Information given:
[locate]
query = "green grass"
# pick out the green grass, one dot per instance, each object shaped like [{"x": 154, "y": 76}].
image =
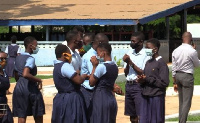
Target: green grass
[
  {"x": 12, "y": 80},
  {"x": 196, "y": 77},
  {"x": 190, "y": 118}
]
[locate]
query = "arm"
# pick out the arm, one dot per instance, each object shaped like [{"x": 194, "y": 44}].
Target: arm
[
  {"x": 93, "y": 80},
  {"x": 162, "y": 81},
  {"x": 194, "y": 58},
  {"x": 4, "y": 85},
  {"x": 30, "y": 77}
]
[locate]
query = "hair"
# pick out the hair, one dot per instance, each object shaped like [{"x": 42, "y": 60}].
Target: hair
[
  {"x": 100, "y": 37},
  {"x": 90, "y": 36},
  {"x": 13, "y": 39},
  {"x": 79, "y": 29},
  {"x": 71, "y": 35},
  {"x": 28, "y": 40},
  {"x": 105, "y": 46},
  {"x": 155, "y": 42},
  {"x": 60, "y": 49},
  {"x": 140, "y": 35}
]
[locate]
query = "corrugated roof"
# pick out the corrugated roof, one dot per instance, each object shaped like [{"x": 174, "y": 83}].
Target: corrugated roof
[{"x": 90, "y": 9}]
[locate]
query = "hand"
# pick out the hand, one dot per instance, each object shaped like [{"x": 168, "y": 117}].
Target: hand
[
  {"x": 94, "y": 61},
  {"x": 141, "y": 78},
  {"x": 176, "y": 88},
  {"x": 39, "y": 85},
  {"x": 118, "y": 90},
  {"x": 126, "y": 58}
]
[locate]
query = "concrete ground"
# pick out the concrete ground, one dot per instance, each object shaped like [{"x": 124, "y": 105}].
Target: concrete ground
[{"x": 171, "y": 102}]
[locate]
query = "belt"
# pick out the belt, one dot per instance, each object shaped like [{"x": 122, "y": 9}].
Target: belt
[
  {"x": 183, "y": 72},
  {"x": 131, "y": 82}
]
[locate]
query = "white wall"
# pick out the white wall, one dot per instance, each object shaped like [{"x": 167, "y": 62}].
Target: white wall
[{"x": 194, "y": 28}]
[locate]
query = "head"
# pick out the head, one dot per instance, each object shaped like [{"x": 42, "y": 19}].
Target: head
[
  {"x": 30, "y": 44},
  {"x": 3, "y": 58},
  {"x": 13, "y": 39},
  {"x": 103, "y": 50},
  {"x": 137, "y": 40},
  {"x": 62, "y": 53},
  {"x": 75, "y": 39},
  {"x": 152, "y": 46},
  {"x": 98, "y": 39},
  {"x": 88, "y": 39},
  {"x": 187, "y": 37}
]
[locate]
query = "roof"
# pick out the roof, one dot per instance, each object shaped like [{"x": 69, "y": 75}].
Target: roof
[{"x": 88, "y": 12}]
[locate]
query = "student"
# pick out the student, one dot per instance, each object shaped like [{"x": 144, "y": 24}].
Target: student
[
  {"x": 88, "y": 39},
  {"x": 27, "y": 98},
  {"x": 86, "y": 68},
  {"x": 68, "y": 104},
  {"x": 135, "y": 61},
  {"x": 154, "y": 82},
  {"x": 103, "y": 76},
  {"x": 5, "y": 112},
  {"x": 13, "y": 50},
  {"x": 74, "y": 41}
]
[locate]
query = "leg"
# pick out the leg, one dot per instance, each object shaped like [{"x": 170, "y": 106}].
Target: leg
[
  {"x": 38, "y": 119},
  {"x": 129, "y": 103},
  {"x": 187, "y": 90},
  {"x": 21, "y": 119},
  {"x": 134, "y": 119}
]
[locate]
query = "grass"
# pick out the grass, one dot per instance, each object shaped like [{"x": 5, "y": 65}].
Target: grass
[
  {"x": 196, "y": 79},
  {"x": 190, "y": 118},
  {"x": 12, "y": 80}
]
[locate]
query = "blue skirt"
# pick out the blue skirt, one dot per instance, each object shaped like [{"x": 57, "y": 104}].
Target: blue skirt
[
  {"x": 27, "y": 99},
  {"x": 8, "y": 118},
  {"x": 153, "y": 109},
  {"x": 69, "y": 108},
  {"x": 103, "y": 108},
  {"x": 10, "y": 67}
]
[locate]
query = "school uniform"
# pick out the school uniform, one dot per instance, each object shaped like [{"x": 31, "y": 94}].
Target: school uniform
[
  {"x": 5, "y": 85},
  {"x": 86, "y": 68},
  {"x": 12, "y": 51},
  {"x": 154, "y": 89},
  {"x": 27, "y": 98},
  {"x": 104, "y": 105},
  {"x": 76, "y": 60},
  {"x": 68, "y": 104},
  {"x": 133, "y": 95}
]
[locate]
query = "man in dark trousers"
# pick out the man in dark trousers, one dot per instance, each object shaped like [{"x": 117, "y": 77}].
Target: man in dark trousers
[
  {"x": 135, "y": 61},
  {"x": 184, "y": 60}
]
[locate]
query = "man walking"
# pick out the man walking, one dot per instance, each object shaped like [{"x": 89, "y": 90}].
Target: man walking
[
  {"x": 184, "y": 59},
  {"x": 135, "y": 60}
]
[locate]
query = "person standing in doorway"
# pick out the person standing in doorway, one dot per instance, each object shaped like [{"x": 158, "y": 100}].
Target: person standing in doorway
[
  {"x": 27, "y": 99},
  {"x": 12, "y": 50},
  {"x": 184, "y": 60},
  {"x": 135, "y": 61}
]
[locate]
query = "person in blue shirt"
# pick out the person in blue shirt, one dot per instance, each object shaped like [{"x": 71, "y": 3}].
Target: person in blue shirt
[
  {"x": 103, "y": 76},
  {"x": 5, "y": 112},
  {"x": 27, "y": 98},
  {"x": 135, "y": 61},
  {"x": 86, "y": 68},
  {"x": 68, "y": 104},
  {"x": 154, "y": 81}
]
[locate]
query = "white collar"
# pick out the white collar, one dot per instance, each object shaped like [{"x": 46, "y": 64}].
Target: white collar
[{"x": 159, "y": 57}]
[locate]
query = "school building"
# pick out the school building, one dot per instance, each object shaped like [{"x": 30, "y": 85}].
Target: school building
[{"x": 50, "y": 20}]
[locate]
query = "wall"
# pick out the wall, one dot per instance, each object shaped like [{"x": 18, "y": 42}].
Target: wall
[{"x": 46, "y": 55}]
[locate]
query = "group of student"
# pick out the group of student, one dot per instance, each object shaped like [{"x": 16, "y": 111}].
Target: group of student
[{"x": 86, "y": 85}]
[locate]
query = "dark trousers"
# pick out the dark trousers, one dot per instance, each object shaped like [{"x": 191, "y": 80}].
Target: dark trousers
[
  {"x": 185, "y": 84},
  {"x": 133, "y": 99},
  {"x": 87, "y": 94}
]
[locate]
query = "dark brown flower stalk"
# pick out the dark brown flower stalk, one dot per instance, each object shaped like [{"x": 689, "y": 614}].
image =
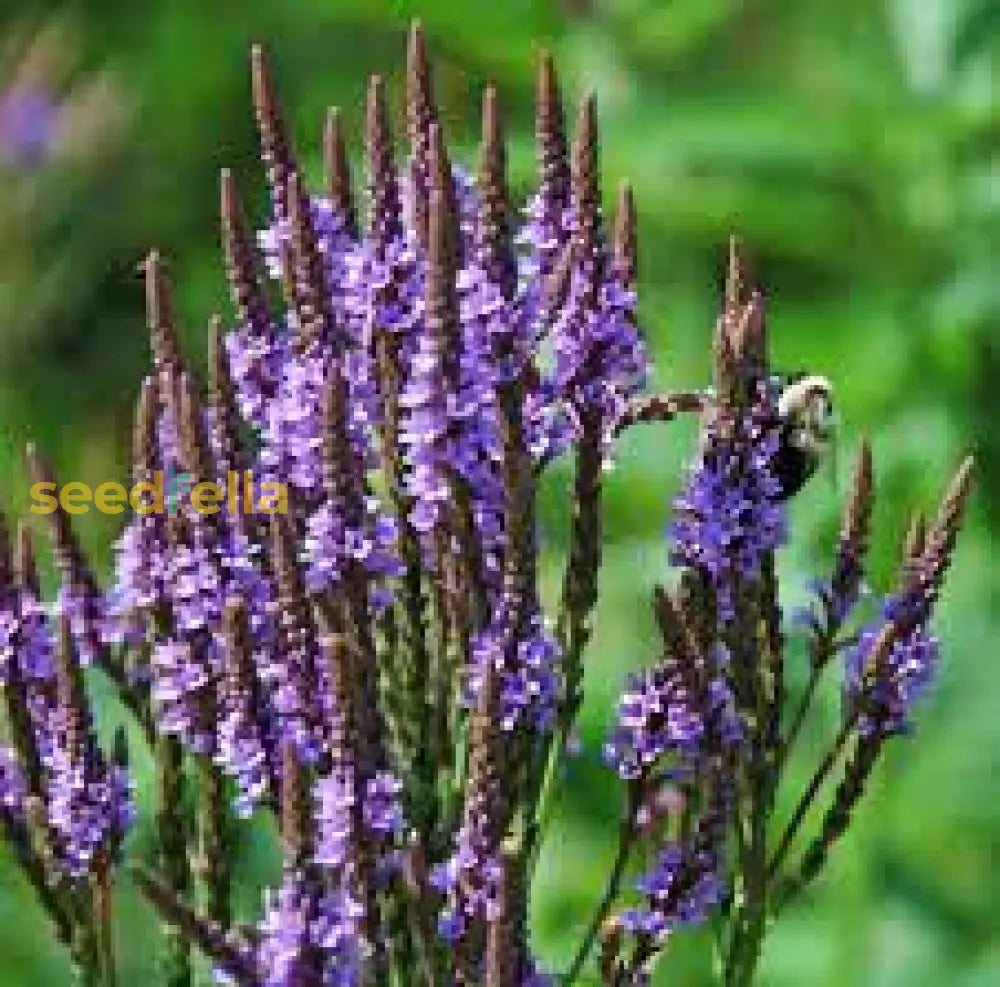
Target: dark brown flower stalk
[
  {"x": 160, "y": 315},
  {"x": 244, "y": 694},
  {"x": 922, "y": 574},
  {"x": 927, "y": 575},
  {"x": 421, "y": 116},
  {"x": 15, "y": 689},
  {"x": 78, "y": 744},
  {"x": 77, "y": 578},
  {"x": 486, "y": 812},
  {"x": 553, "y": 160},
  {"x": 275, "y": 145},
  {"x": 246, "y": 284},
  {"x": 27, "y": 831},
  {"x": 228, "y": 955},
  {"x": 296, "y": 628},
  {"x": 504, "y": 961},
  {"x": 160, "y": 397},
  {"x": 580, "y": 579},
  {"x": 351, "y": 755},
  {"x": 383, "y": 235},
  {"x": 350, "y": 602},
  {"x": 316, "y": 322},
  {"x": 852, "y": 549},
  {"x": 385, "y": 221},
  {"x": 337, "y": 170},
  {"x": 226, "y": 448},
  {"x": 496, "y": 258},
  {"x": 25, "y": 567},
  {"x": 210, "y": 865},
  {"x": 463, "y": 565}
]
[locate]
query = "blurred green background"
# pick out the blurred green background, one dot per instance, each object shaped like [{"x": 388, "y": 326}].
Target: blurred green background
[{"x": 854, "y": 146}]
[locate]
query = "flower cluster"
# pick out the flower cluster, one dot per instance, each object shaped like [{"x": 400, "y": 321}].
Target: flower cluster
[{"x": 371, "y": 664}]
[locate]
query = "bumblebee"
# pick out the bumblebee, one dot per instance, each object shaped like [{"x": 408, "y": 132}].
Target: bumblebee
[{"x": 808, "y": 427}]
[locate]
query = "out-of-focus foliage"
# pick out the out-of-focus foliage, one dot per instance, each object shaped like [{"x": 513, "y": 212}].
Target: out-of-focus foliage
[{"x": 854, "y": 147}]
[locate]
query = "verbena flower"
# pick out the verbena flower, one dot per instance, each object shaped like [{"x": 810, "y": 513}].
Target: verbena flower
[
  {"x": 372, "y": 662},
  {"x": 729, "y": 516}
]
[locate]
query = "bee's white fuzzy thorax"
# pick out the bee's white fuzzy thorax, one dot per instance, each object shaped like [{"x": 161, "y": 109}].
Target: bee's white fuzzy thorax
[{"x": 795, "y": 397}]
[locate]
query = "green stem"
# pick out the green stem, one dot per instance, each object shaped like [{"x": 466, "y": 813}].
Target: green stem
[
  {"x": 806, "y": 801},
  {"x": 625, "y": 842}
]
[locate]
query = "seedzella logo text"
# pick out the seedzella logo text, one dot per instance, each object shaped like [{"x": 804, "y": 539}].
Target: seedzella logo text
[{"x": 167, "y": 493}]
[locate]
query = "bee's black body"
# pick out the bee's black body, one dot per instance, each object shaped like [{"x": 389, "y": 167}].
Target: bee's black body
[
  {"x": 793, "y": 468},
  {"x": 805, "y": 403}
]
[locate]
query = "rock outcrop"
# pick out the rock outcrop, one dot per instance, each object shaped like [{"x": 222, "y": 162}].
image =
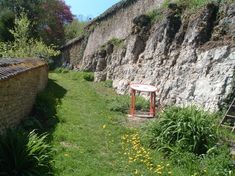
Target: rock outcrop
[{"x": 190, "y": 58}]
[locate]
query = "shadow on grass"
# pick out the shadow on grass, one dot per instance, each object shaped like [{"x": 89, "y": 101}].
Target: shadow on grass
[{"x": 43, "y": 117}]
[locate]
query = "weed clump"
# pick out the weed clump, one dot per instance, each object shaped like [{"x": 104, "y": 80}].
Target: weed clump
[
  {"x": 122, "y": 104},
  {"x": 24, "y": 154},
  {"x": 189, "y": 129},
  {"x": 88, "y": 76}
]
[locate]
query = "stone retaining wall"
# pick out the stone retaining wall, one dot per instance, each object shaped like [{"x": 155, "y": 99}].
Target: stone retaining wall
[{"x": 20, "y": 81}]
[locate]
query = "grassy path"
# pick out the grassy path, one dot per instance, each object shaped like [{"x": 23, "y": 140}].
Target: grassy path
[{"x": 88, "y": 136}]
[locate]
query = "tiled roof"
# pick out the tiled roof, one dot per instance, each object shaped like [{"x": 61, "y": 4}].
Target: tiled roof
[{"x": 10, "y": 67}]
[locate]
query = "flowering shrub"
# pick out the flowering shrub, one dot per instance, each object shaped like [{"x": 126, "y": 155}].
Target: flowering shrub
[{"x": 137, "y": 154}]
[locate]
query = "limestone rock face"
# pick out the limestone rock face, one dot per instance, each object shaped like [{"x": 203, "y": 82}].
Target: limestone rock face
[{"x": 190, "y": 58}]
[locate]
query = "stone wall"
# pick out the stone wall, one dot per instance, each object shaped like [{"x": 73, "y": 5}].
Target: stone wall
[
  {"x": 189, "y": 57},
  {"x": 20, "y": 81},
  {"x": 116, "y": 22}
]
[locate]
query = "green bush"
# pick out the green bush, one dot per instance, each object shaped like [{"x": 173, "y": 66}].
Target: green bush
[
  {"x": 24, "y": 46},
  {"x": 188, "y": 129},
  {"x": 215, "y": 162},
  {"x": 61, "y": 70},
  {"x": 122, "y": 104},
  {"x": 24, "y": 154},
  {"x": 88, "y": 76},
  {"x": 108, "y": 83}
]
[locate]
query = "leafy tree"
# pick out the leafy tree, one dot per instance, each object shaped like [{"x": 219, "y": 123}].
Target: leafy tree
[
  {"x": 23, "y": 45},
  {"x": 6, "y": 22},
  {"x": 47, "y": 17}
]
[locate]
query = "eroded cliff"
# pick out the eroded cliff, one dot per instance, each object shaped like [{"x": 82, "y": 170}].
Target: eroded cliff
[{"x": 190, "y": 57}]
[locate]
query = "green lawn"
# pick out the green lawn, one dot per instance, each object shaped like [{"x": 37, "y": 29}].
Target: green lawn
[{"x": 87, "y": 138}]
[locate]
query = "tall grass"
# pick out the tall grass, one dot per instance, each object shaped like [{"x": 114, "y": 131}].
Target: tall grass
[
  {"x": 187, "y": 128},
  {"x": 24, "y": 154}
]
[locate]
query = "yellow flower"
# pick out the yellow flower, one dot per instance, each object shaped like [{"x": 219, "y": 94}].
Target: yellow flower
[{"x": 136, "y": 171}]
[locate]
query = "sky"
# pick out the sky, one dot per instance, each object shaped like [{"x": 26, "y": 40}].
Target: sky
[{"x": 89, "y": 8}]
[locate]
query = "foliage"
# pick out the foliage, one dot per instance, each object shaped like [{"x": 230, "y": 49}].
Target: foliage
[
  {"x": 61, "y": 70},
  {"x": 88, "y": 76},
  {"x": 187, "y": 128},
  {"x": 108, "y": 83},
  {"x": 74, "y": 29},
  {"x": 23, "y": 45},
  {"x": 24, "y": 154},
  {"x": 56, "y": 15},
  {"x": 122, "y": 104},
  {"x": 47, "y": 16},
  {"x": 6, "y": 23},
  {"x": 216, "y": 162},
  {"x": 137, "y": 154},
  {"x": 87, "y": 128}
]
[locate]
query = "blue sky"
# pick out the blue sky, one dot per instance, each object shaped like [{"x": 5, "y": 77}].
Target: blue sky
[{"x": 91, "y": 8}]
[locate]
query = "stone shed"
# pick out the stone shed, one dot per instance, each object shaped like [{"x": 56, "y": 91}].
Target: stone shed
[{"x": 20, "y": 81}]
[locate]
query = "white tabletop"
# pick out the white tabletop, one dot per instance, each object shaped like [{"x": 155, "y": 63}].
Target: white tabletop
[{"x": 143, "y": 87}]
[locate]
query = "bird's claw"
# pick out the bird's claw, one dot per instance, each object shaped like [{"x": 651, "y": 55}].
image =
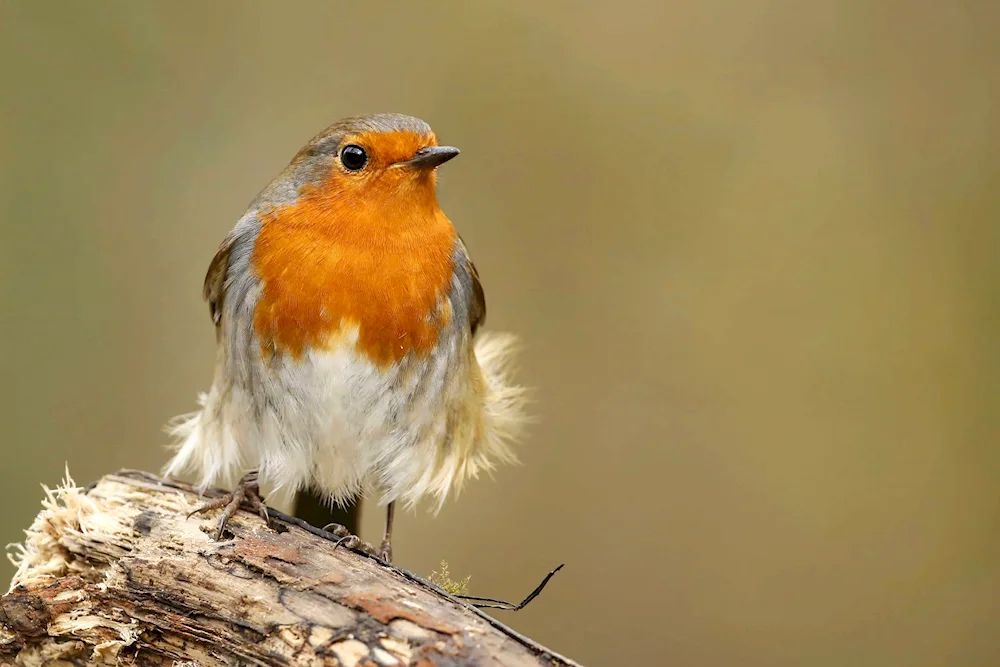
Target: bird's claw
[
  {"x": 246, "y": 491},
  {"x": 351, "y": 541}
]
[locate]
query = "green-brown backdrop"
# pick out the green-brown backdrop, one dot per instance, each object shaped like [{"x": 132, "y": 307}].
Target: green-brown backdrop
[{"x": 751, "y": 247}]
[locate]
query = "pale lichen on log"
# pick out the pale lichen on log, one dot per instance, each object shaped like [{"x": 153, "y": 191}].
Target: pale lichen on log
[{"x": 115, "y": 574}]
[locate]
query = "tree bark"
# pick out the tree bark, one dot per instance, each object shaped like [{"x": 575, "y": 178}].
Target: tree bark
[{"x": 115, "y": 574}]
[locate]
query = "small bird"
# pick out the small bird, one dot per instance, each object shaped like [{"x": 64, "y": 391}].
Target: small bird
[{"x": 350, "y": 352}]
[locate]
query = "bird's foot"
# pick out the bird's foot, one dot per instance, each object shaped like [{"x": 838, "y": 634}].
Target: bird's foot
[
  {"x": 356, "y": 543},
  {"x": 246, "y": 491}
]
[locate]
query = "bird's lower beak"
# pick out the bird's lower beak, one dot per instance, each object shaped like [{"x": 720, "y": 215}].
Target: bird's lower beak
[{"x": 430, "y": 157}]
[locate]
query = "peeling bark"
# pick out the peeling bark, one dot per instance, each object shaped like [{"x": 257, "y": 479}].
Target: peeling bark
[{"x": 116, "y": 575}]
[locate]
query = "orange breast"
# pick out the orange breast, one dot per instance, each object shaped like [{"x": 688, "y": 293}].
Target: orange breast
[{"x": 339, "y": 258}]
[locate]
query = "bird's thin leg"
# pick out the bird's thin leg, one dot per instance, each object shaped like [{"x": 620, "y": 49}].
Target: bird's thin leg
[
  {"x": 386, "y": 549},
  {"x": 246, "y": 491}
]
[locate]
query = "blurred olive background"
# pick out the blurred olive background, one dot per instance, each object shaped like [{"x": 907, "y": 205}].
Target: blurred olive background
[{"x": 751, "y": 247}]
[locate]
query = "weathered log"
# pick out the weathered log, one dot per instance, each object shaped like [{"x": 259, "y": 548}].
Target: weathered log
[{"x": 116, "y": 574}]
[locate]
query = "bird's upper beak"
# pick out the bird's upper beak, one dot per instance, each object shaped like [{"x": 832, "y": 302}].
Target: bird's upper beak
[{"x": 429, "y": 157}]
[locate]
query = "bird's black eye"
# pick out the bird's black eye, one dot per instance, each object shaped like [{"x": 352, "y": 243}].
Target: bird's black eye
[{"x": 353, "y": 157}]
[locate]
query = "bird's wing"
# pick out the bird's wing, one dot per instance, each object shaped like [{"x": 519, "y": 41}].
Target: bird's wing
[
  {"x": 477, "y": 298},
  {"x": 215, "y": 281}
]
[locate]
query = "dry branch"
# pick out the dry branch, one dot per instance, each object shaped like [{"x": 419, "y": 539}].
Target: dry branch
[{"x": 115, "y": 574}]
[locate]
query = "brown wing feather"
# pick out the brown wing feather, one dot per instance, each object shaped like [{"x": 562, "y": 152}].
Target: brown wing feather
[
  {"x": 215, "y": 282},
  {"x": 477, "y": 305},
  {"x": 477, "y": 300}
]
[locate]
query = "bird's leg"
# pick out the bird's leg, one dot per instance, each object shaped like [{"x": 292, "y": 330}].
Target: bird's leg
[
  {"x": 248, "y": 491},
  {"x": 386, "y": 549}
]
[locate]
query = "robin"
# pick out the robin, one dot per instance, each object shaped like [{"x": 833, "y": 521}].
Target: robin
[{"x": 350, "y": 351}]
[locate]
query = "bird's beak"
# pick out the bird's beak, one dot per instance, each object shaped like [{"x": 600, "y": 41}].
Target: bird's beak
[{"x": 429, "y": 157}]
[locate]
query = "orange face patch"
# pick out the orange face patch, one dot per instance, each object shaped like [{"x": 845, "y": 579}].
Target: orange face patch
[{"x": 370, "y": 249}]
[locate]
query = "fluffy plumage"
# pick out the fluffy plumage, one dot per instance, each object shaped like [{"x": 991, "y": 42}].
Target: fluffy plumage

Task brief: Would you count the lines in the data that contain the word "fluffy" and state only the number?

Exercise answer: 3